Saved entries
____

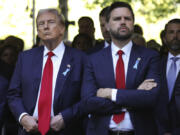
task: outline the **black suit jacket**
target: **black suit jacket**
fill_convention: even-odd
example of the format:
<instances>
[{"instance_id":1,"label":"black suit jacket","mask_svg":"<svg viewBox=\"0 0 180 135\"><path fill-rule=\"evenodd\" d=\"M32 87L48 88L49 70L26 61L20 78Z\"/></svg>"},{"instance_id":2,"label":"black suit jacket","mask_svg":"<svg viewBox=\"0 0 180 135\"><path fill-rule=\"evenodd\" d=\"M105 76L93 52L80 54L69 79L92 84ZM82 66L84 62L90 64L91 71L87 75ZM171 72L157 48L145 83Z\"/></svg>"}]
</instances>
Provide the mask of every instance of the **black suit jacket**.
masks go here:
<instances>
[{"instance_id":1,"label":"black suit jacket","mask_svg":"<svg viewBox=\"0 0 180 135\"><path fill-rule=\"evenodd\" d=\"M172 97L169 100L168 84L166 77L167 57L161 61L162 88L160 99L157 104L157 120L159 133L171 132L173 135L180 134L180 74L176 78Z\"/></svg>"},{"instance_id":2,"label":"black suit jacket","mask_svg":"<svg viewBox=\"0 0 180 135\"><path fill-rule=\"evenodd\" d=\"M87 51L87 54L92 54L92 53L95 53L95 52L98 52L100 51L101 49L103 49L105 46L105 41L102 40L102 41L99 41L96 43L96 45L93 47L93 48L90 48L88 51Z\"/></svg>"}]
</instances>

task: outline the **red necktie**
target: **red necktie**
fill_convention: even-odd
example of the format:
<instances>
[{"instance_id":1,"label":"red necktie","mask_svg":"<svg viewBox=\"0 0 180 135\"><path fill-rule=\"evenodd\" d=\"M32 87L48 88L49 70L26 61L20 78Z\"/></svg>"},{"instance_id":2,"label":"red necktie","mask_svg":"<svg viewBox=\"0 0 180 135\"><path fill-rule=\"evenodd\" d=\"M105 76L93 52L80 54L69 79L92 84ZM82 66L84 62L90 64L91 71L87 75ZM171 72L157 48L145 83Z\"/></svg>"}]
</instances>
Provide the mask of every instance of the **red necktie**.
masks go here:
<instances>
[{"instance_id":1,"label":"red necktie","mask_svg":"<svg viewBox=\"0 0 180 135\"><path fill-rule=\"evenodd\" d=\"M124 72L124 62L122 59L122 54L124 52L119 50L118 54L119 54L119 59L117 61L117 65L116 65L116 88L117 89L124 89L126 87L126 83L125 83L125 72ZM113 115L113 121L118 124L120 123L122 120L124 120L124 115L125 113L122 112L121 114L116 114Z\"/></svg>"},{"instance_id":2,"label":"red necktie","mask_svg":"<svg viewBox=\"0 0 180 135\"><path fill-rule=\"evenodd\" d=\"M48 52L48 58L41 80L41 90L38 103L38 129L41 135L45 135L50 127L53 80L53 63L51 57L53 55L53 52Z\"/></svg>"}]
</instances>

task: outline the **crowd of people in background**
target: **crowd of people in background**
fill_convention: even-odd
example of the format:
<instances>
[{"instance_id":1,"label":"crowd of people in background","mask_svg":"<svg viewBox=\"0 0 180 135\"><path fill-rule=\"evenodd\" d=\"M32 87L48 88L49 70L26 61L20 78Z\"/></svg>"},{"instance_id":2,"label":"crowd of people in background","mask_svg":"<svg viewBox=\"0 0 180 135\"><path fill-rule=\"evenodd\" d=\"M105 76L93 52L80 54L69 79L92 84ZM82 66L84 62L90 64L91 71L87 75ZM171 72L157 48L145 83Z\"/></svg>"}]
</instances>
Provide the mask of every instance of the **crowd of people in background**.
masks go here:
<instances>
[{"instance_id":1,"label":"crowd of people in background","mask_svg":"<svg viewBox=\"0 0 180 135\"><path fill-rule=\"evenodd\" d=\"M113 4L117 4L117 3L113 3ZM81 93L82 95L80 95L80 93L76 93L76 94L79 94L79 96L82 96L81 98L85 99L88 103L90 102L88 104L89 106L91 106L91 103L94 101L94 99L93 98L91 99L91 96L90 96L91 94L93 95L93 92L88 93L85 90L85 89L87 89L85 85L90 85L88 81L92 81L92 78L94 77L93 81L94 81L94 85L96 84L97 89L102 88L102 87L103 88L111 87L111 85L110 86L108 85L108 81L103 79L103 78L106 78L109 76L106 74L103 74L104 76L102 75L102 78L101 78L99 76L99 73L98 73L98 71L100 72L100 70L103 71L103 68L105 69L105 67L103 67L103 64L102 64L103 62L102 63L96 63L96 62L93 63L91 61L93 61L93 58L97 59L97 61L98 61L98 59L100 59L100 57L101 57L101 56L99 56L99 54L103 53L102 50L110 48L110 46L113 46L114 41L116 41L115 40L116 37L114 37L112 32L110 32L110 30L109 30L110 28L107 27L107 25L110 25L109 24L110 21L112 21L112 20L108 20L109 18L107 16L109 14L112 15L111 12L114 12L118 8L119 9L122 8L123 12L125 12L124 8L125 9L127 8L127 10L129 10L129 7L126 7L126 4L125 4L125 7L124 6L118 7L117 6L113 9L112 8L113 4L108 6L108 7L103 8L101 10L101 12L99 13L99 24L96 24L96 25L100 25L103 39L96 39L95 38L95 35L94 35L95 34L95 24L93 22L93 19L89 16L82 16L77 21L79 33L74 37L73 41L71 41L71 44L67 45L67 46L70 46L70 48L76 48L77 50L80 50L79 55L82 55L81 52L83 52L83 54L84 54L83 56L86 56L90 59L89 60L90 62L88 61L90 64L86 61L89 65L87 64L88 65L86 67L87 69L85 68L84 73L83 73L85 78L88 78L89 76L91 77L91 78L89 78L89 80L86 80L86 79L83 80L82 90L85 94L83 92ZM122 4L122 3L120 3L120 4ZM109 9L111 9L111 11L109 11ZM45 13L47 13L47 12L45 11ZM44 15L44 13L42 13L42 16L43 15ZM131 11L130 11L130 15L131 15ZM41 17L41 14L40 14L40 17ZM127 18L125 17L125 19L129 19L128 17ZM116 18L116 19L118 20L118 19L122 19L122 18ZM39 24L39 26L40 25L41 24ZM124 25L126 27L127 24L125 22L124 24L121 24L121 25ZM111 28L113 28L113 26L111 26ZM180 70L180 60L179 60L180 59L180 18L174 18L172 20L167 20L167 24L166 24L166 26L164 26L164 30L162 30L160 32L161 45L159 43L157 43L156 40L154 40L154 39L146 41L146 39L143 36L143 33L144 33L143 31L145 31L145 30L146 29L144 28L144 30L143 30L143 28L140 25L133 24L133 33L131 34L129 41L132 41L133 46L135 46L135 45L141 46L145 50L145 52L147 50L152 50L152 52L147 51L147 54L144 54L145 52L142 51L143 49L142 50L140 49L139 52L141 52L143 55L145 55L144 57L147 57L147 58L145 59L146 61L143 61L142 58L140 58L140 56L139 56L138 59L136 60L137 65L138 65L138 62L141 62L141 61L145 62L145 63L146 62L150 62L150 63L152 62L151 64L154 64L154 65L157 64L153 61L154 60L153 58L156 57L156 55L158 55L158 54L159 54L160 59L161 59L160 60L160 66L158 67L160 70L158 70L158 71L159 71L159 73L161 73L159 79L161 79L161 85L162 86L159 90L159 94L158 94L159 98L157 98L156 106L154 107L154 110L153 110L153 113L155 113L155 116L153 117L155 119L155 123L156 123L155 126L158 129L158 132L156 134L157 135L180 135L180 96L179 96L180 95L180 87L179 87L180 86L180 75L179 75L179 70ZM36 39L36 44L33 45L32 48L33 49L40 48L40 47L44 46L44 43L46 43L46 42L44 41L44 39L42 39L42 35L38 34L37 39ZM46 45L47 44L49 44L49 43L47 42ZM66 43L64 43L64 44L66 46ZM146 50L145 48L149 48L149 49ZM1 127L1 134L2 135L18 135L18 134L20 135L20 133L18 133L18 128L21 125L21 123L14 117L14 114L12 114L12 111L10 111L11 109L8 106L8 101L7 101L6 96L8 94L8 87L9 87L9 84L11 82L11 78L12 78L12 75L14 73L14 69L16 67L18 56L23 51L24 51L24 41L21 38L10 35L7 38L0 41L0 98L1 98L0 99L0 127ZM79 57L77 56L77 54L76 54L77 52L72 51L71 53L72 54L70 54L70 55L73 55L74 57L77 57L77 58L80 57L80 56ZM146 55L151 55L151 53L152 53L152 56L149 56L149 57L146 56ZM27 57L27 56L25 55L24 57ZM173 57L177 58L175 60L175 67L173 67L174 70L176 70L176 71L175 72L173 72L174 70L171 71L170 74L172 74L173 78L171 78L169 80L168 79L169 70L171 70L171 64L172 64L171 59L173 59ZM104 56L104 58L105 58L105 56ZM21 59L23 59L22 55L21 55ZM36 57L36 59L38 59L38 57ZM80 59L81 59L81 57L80 57ZM79 61L80 61L80 59L79 59ZM22 61L20 61L20 62L22 62ZM173 60L173 62L174 62L174 60ZM23 65L23 63L20 63L20 64ZM68 65L68 64L69 63L67 63L67 70L66 70L67 73L69 72L68 70L70 68L72 68L71 65ZM102 66L101 69L100 69L100 66L98 66L98 64L102 64L102 65L100 65L100 66ZM96 67L94 67L94 66L96 66ZM139 65L139 66L142 66L142 65ZM152 65L148 64L148 66L149 67L142 68L142 72L138 73L139 76L143 76L143 74L148 74L149 70L154 70L153 67L151 67ZM96 70L96 68L98 68L98 67L99 67L99 69ZM156 66L156 68L157 68L157 66ZM134 67L134 69L137 70L137 67ZM22 69L22 70L24 70L24 69ZM29 68L29 70L31 70L31 69ZM17 72L17 70L16 70L16 72ZM18 72L20 72L20 71L18 71ZM29 71L29 72L31 72L31 71ZM77 70L77 72L80 72L80 71ZM86 72L90 72L92 74L90 74L90 73L86 74ZM63 72L63 73L65 73L65 72ZM66 73L65 73L65 75L66 75ZM81 76L81 74L78 74L78 73L75 73L75 75L76 75L76 77ZM145 77L145 76L144 76L144 78L143 77L142 78L137 77L140 80L133 80L133 81L138 82L138 84L136 84L136 85L134 84L129 89L135 89L135 87L136 87L136 89L138 89L138 87L142 87L142 85L140 85L140 84L144 80L153 79L151 77L154 77L154 76L152 74L151 76L148 76L150 78ZM75 77L74 74L71 77ZM76 77L75 77L75 79L76 79ZM174 80L174 81L172 81L172 80ZM63 81L63 80L61 80L61 81ZM101 81L104 81L104 82L101 82ZM172 86L173 88L170 88L171 84L169 84L169 82L171 82L171 84L174 84ZM85 84L85 83L87 83L87 84ZM152 82L148 82L148 83L152 83L151 85L153 85L153 86L151 86L150 89L153 89L154 85L157 85L156 80L155 80L155 82L153 80ZM142 84L145 85L145 83L142 83ZM72 83L72 84L69 83L69 85L74 85L75 88L80 88L78 86L78 83L77 84L76 83ZM76 87L76 85L77 85L77 87ZM12 86L12 84L11 84L11 86ZM91 87L91 88L94 88L94 87ZM144 89L146 89L146 87ZM171 89L171 92L168 92L168 90L170 91L170 89ZM139 90L139 91L141 91L141 90ZM147 91L148 90L146 90L146 92ZM25 92L25 91L23 91L23 92ZM88 95L87 93L90 95L87 96ZM101 94L102 94L102 92L101 92ZM107 97L103 97L101 94L99 94L98 96L101 98L107 98ZM20 95L22 95L22 93L20 93ZM143 96L143 95L141 95L141 96ZM144 96L146 96L146 94L144 94ZM72 98L76 98L75 95L72 96ZM92 101L90 101L87 98L90 98ZM119 96L119 98L123 98L123 97ZM127 97L127 99L128 98L130 98L129 100L131 100L131 97ZM137 101L133 101L133 102L140 102L140 101L141 100L139 99L139 101L137 100ZM92 105L96 106L96 104L97 104L97 106L98 106L99 102L100 101L98 101L94 104L92 103ZM108 104L108 100L107 101L103 100L103 102L105 104ZM12 103L10 103L10 104L12 104ZM109 104L111 104L111 103L109 103ZM71 103L70 105L73 105L73 104ZM144 117L149 117L149 115L150 115L150 112L148 112L147 110L142 111L144 108L143 109L141 108L142 110L141 109L138 110L139 106L137 108L135 107L135 109L133 107L127 107L127 106L123 106L123 107L128 108L127 110L130 112L132 111L134 113L134 115L143 115ZM96 107L92 107L92 109L94 109L94 108L96 108ZM103 110L103 107L101 109ZM100 127L100 124L102 122L101 120L105 119L104 115L106 116L106 113L101 112L102 110L97 111L97 112L94 111L93 113L95 115L91 115L91 116L89 113L91 111L89 111L88 112L89 115L83 116L84 121L83 121L82 134L88 135L87 131L91 130L90 128L92 128L94 130L94 134L93 134L93 130L92 130L92 132L89 131L92 133L91 135L100 135L100 134L98 134L98 133L100 133L98 131L98 128L101 128ZM141 111L143 113L147 113L147 115L141 114ZM97 113L97 115L96 115L96 113ZM101 115L101 114L103 115L103 118L99 117L99 115ZM147 119L147 121L145 123L147 123L149 119L152 119L152 117L149 117L146 119ZM139 117L139 121L142 122L143 119L141 119ZM95 122L99 122L99 123L95 123ZM139 122L139 123L141 123L141 122ZM66 121L65 121L65 123L66 123ZM150 121L150 124L152 124L151 121ZM150 124L149 124L149 126L151 126ZM90 125L92 127L89 127ZM97 129L95 129L95 127L93 127L93 126L97 126ZM148 126L148 124L147 124L147 126ZM89 129L87 129L87 128L89 128ZM102 128L104 128L104 127L102 127ZM128 134L130 133L130 135L141 135L141 134L138 134L141 132L136 131L136 128L138 130L140 130L138 126L135 127L133 125L133 128L132 128L133 132L128 132ZM148 129L148 127L145 127L145 125L144 125L144 128ZM149 129L151 129L151 128L149 128ZM144 129L141 129L141 130L143 131ZM154 129L152 128L152 130L154 130ZM135 133L134 133L134 131L135 131ZM74 130L74 132L75 132L75 130ZM144 132L149 132L149 131L147 130ZM144 132L142 132L142 133L144 133ZM116 132L112 131L109 134L113 135L114 133L116 134ZM152 133L154 133L154 132L152 131ZM118 132L117 135L123 135L123 134L124 133L121 134ZM53 134L50 133L50 135L53 135ZM58 135L61 135L61 133ZM68 132L67 132L67 134L62 134L62 135L70 135L70 134L68 134ZM142 134L142 135L149 135L149 133ZM155 134L153 134L153 135L155 135Z\"/></svg>"}]
</instances>

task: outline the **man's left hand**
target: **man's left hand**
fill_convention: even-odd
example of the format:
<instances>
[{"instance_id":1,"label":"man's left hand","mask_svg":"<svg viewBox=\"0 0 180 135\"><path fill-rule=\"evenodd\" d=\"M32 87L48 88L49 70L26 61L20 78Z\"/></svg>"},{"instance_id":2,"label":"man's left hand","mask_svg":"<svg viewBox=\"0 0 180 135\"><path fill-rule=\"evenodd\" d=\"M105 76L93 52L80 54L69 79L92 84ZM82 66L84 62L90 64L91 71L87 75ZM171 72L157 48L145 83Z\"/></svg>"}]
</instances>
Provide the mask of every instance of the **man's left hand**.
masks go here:
<instances>
[{"instance_id":1,"label":"man's left hand","mask_svg":"<svg viewBox=\"0 0 180 135\"><path fill-rule=\"evenodd\" d=\"M52 117L50 126L54 131L60 131L61 129L63 129L65 127L65 124L62 115L58 114Z\"/></svg>"},{"instance_id":2,"label":"man's left hand","mask_svg":"<svg viewBox=\"0 0 180 135\"><path fill-rule=\"evenodd\" d=\"M96 96L102 98L111 99L112 89L111 88L100 88L97 90Z\"/></svg>"},{"instance_id":3,"label":"man's left hand","mask_svg":"<svg viewBox=\"0 0 180 135\"><path fill-rule=\"evenodd\" d=\"M146 79L139 85L138 90L152 90L154 87L157 87L155 80Z\"/></svg>"}]
</instances>

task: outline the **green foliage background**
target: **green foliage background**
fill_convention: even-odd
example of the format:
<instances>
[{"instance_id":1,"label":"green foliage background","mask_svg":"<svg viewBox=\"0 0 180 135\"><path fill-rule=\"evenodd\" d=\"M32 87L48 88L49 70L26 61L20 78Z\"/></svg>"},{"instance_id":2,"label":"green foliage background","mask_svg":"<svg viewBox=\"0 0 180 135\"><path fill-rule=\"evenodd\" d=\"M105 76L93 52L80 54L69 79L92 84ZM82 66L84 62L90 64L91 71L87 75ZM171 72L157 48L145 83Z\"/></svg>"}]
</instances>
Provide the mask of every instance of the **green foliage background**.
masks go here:
<instances>
[{"instance_id":1,"label":"green foliage background","mask_svg":"<svg viewBox=\"0 0 180 135\"><path fill-rule=\"evenodd\" d=\"M94 9L96 6L105 7L117 0L92 0L92 2L86 2L86 7ZM140 8L137 12L143 15L149 23L156 23L159 19L163 19L175 13L177 11L177 5L180 0L121 0L128 2L132 5L132 8L136 4L140 4Z\"/></svg>"}]
</instances>

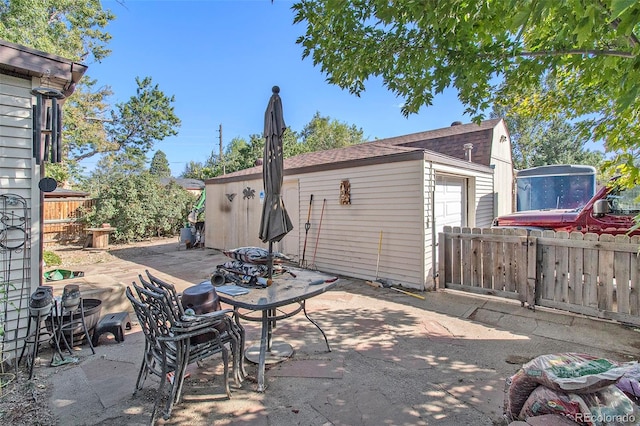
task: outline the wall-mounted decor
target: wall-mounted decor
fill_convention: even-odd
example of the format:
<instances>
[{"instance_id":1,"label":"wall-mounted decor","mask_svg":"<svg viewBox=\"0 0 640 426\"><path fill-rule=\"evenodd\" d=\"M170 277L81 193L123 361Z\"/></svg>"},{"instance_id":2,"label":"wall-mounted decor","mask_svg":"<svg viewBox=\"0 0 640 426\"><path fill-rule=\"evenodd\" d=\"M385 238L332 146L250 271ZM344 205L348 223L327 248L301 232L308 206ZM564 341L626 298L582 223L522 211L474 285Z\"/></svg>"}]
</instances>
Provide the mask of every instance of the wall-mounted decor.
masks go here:
<instances>
[{"instance_id":1,"label":"wall-mounted decor","mask_svg":"<svg viewBox=\"0 0 640 426\"><path fill-rule=\"evenodd\" d=\"M246 187L243 191L242 191L242 199L249 199L249 198L255 198L256 196L256 190L255 189L251 189L250 187Z\"/></svg>"},{"instance_id":2,"label":"wall-mounted decor","mask_svg":"<svg viewBox=\"0 0 640 426\"><path fill-rule=\"evenodd\" d=\"M340 204L351 204L351 183L347 179L340 182Z\"/></svg>"},{"instance_id":3,"label":"wall-mounted decor","mask_svg":"<svg viewBox=\"0 0 640 426\"><path fill-rule=\"evenodd\" d=\"M59 103L64 95L58 89L36 87L31 91L36 97L32 106L33 157L36 164L61 163L62 158L62 108Z\"/></svg>"},{"instance_id":4,"label":"wall-mounted decor","mask_svg":"<svg viewBox=\"0 0 640 426\"><path fill-rule=\"evenodd\" d=\"M227 200L229 200L229 202L232 202L233 199L236 197L236 193L234 192L233 194L225 194L227 196Z\"/></svg>"}]
</instances>

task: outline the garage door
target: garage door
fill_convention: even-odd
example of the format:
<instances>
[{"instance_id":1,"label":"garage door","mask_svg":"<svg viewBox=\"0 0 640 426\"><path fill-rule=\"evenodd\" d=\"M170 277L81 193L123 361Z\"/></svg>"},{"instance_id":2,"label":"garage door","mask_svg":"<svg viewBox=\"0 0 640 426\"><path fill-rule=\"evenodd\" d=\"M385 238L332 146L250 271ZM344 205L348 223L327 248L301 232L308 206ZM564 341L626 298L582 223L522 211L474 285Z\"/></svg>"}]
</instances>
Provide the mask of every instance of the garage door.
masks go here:
<instances>
[{"instance_id":1,"label":"garage door","mask_svg":"<svg viewBox=\"0 0 640 426\"><path fill-rule=\"evenodd\" d=\"M466 226L466 187L464 178L436 175L436 232L442 232L445 226Z\"/></svg>"}]
</instances>

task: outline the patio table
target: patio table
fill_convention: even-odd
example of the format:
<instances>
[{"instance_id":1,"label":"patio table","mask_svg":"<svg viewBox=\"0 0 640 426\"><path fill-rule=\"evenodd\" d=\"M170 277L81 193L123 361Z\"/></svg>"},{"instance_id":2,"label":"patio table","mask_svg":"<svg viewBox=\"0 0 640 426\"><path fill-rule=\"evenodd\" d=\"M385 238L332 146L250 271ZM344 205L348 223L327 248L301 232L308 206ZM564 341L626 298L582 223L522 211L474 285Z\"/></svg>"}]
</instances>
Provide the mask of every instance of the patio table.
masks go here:
<instances>
[{"instance_id":1,"label":"patio table","mask_svg":"<svg viewBox=\"0 0 640 426\"><path fill-rule=\"evenodd\" d=\"M289 271L290 273L275 276L271 286L252 288L246 294L232 296L218 292L221 302L233 306L234 317L238 325L240 325L240 319L261 322L258 392L264 392L266 389L265 364L267 363L267 355L271 355L274 350L271 338L276 321L303 312L305 317L320 330L327 345L327 351L331 352L327 335L307 313L306 300L333 288L339 282L338 278L304 269L289 269ZM293 349L289 348L290 345L287 343L280 344L278 345L278 353L273 355L280 358L290 356ZM247 353L251 352L251 350L247 350Z\"/></svg>"}]
</instances>

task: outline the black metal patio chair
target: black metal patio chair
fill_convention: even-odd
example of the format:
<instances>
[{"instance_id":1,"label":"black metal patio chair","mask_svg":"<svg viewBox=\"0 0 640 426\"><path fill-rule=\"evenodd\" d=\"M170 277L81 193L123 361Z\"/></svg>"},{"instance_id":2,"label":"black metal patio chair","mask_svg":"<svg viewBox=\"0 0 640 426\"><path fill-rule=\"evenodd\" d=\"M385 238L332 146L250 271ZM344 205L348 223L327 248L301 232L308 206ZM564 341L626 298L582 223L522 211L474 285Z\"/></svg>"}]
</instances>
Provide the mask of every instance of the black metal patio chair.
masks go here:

____

| What to produce |
Using the data above, extract exactly the lines from the one that holds "target: wall-mounted decor" to the one that holds "Provide the mask of every instance of the garage", both ends included, and no others.

| Solution to the exercise |
target: wall-mounted decor
fill_convention: even-odd
example of the format:
<instances>
[{"instance_id":1,"label":"wall-mounted decor","mask_svg":"<svg viewBox=\"0 0 640 426\"><path fill-rule=\"evenodd\" d=\"M170 277L81 193L123 361Z\"/></svg>"},{"instance_id":2,"label":"wall-mounted decor","mask_svg":"<svg viewBox=\"0 0 640 426\"><path fill-rule=\"evenodd\" d=\"M385 238L332 146L250 271ZM344 205L348 223L327 248L301 232L308 206ZM564 341L626 298L582 223L522 211L474 285Z\"/></svg>"}]
</instances>
Provide the mask of every instance of the wall-mounted decor.
masks go here:
<instances>
[{"instance_id":1,"label":"wall-mounted decor","mask_svg":"<svg viewBox=\"0 0 640 426\"><path fill-rule=\"evenodd\" d=\"M246 187L243 191L242 191L242 199L249 199L249 198L255 198L256 196L256 190L255 189L251 189L250 187Z\"/></svg>"},{"instance_id":2,"label":"wall-mounted decor","mask_svg":"<svg viewBox=\"0 0 640 426\"><path fill-rule=\"evenodd\" d=\"M340 204L351 204L351 183L347 179L340 182Z\"/></svg>"},{"instance_id":3,"label":"wall-mounted decor","mask_svg":"<svg viewBox=\"0 0 640 426\"><path fill-rule=\"evenodd\" d=\"M59 103L64 95L58 89L36 87L31 91L36 97L32 106L33 157L36 164L61 163L62 158L62 108Z\"/></svg>"},{"instance_id":4,"label":"wall-mounted decor","mask_svg":"<svg viewBox=\"0 0 640 426\"><path fill-rule=\"evenodd\" d=\"M227 200L229 200L229 202L232 202L233 199L236 197L236 193L234 192L233 194L225 194L227 196Z\"/></svg>"}]
</instances>

task: outline the garage door
target: garage door
fill_convention: even-odd
example of the format:
<instances>
[{"instance_id":1,"label":"garage door","mask_svg":"<svg viewBox=\"0 0 640 426\"><path fill-rule=\"evenodd\" d=\"M170 277L81 193L123 361Z\"/></svg>"},{"instance_id":2,"label":"garage door","mask_svg":"<svg viewBox=\"0 0 640 426\"><path fill-rule=\"evenodd\" d=\"M385 238L332 146L250 271ZM344 205L348 223L327 248L301 232L308 206ZM564 341L626 298L582 223L522 211L474 285Z\"/></svg>"}]
</instances>
Provide the mask of every instance of the garage door.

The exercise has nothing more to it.